Raw records
=-=-=-=-=

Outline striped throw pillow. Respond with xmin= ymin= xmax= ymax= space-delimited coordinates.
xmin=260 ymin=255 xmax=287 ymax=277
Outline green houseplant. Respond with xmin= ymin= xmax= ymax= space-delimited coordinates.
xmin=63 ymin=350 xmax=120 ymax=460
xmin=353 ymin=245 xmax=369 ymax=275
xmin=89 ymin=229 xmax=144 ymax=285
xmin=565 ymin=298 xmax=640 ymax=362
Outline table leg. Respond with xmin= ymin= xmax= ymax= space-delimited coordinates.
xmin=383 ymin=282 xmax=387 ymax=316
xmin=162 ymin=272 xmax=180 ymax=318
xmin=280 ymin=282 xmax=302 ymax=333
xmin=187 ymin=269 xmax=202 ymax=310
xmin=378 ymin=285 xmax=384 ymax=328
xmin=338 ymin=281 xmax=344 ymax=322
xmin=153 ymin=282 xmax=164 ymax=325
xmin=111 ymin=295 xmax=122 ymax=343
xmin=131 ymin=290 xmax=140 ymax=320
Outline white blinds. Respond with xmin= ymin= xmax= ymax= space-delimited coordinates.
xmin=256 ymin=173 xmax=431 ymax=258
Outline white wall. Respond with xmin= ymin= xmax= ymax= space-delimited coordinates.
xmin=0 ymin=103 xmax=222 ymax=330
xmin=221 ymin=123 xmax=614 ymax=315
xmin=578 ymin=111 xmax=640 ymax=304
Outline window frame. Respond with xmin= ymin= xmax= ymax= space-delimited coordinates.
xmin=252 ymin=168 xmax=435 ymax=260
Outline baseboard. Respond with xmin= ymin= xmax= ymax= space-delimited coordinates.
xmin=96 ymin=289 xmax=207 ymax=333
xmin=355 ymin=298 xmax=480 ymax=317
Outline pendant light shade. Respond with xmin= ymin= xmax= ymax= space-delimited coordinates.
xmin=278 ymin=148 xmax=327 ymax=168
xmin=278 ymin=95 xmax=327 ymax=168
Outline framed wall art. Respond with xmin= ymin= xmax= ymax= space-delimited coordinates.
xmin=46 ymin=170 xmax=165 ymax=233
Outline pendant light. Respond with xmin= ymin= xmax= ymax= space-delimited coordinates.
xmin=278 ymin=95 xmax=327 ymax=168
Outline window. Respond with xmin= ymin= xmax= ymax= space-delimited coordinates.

=-=-=-=-=

Starting at the line that contains "Outline table leg." and stopping after the line that contains "xmin=153 ymin=282 xmax=164 ymax=325", swap "space-delimited" for "space-separated" and leave everything else unchanged. Give back only those lines.

*PROBLEM SOLUTION:*
Outline table leg. Respond with xmin= ymin= xmax= ymax= space-separated coordinates.
xmin=383 ymin=282 xmax=387 ymax=316
xmin=162 ymin=272 xmax=180 ymax=318
xmin=280 ymin=282 xmax=302 ymax=333
xmin=187 ymin=269 xmax=202 ymax=310
xmin=378 ymin=285 xmax=384 ymax=328
xmin=338 ymin=281 xmax=344 ymax=322
xmin=153 ymin=282 xmax=164 ymax=325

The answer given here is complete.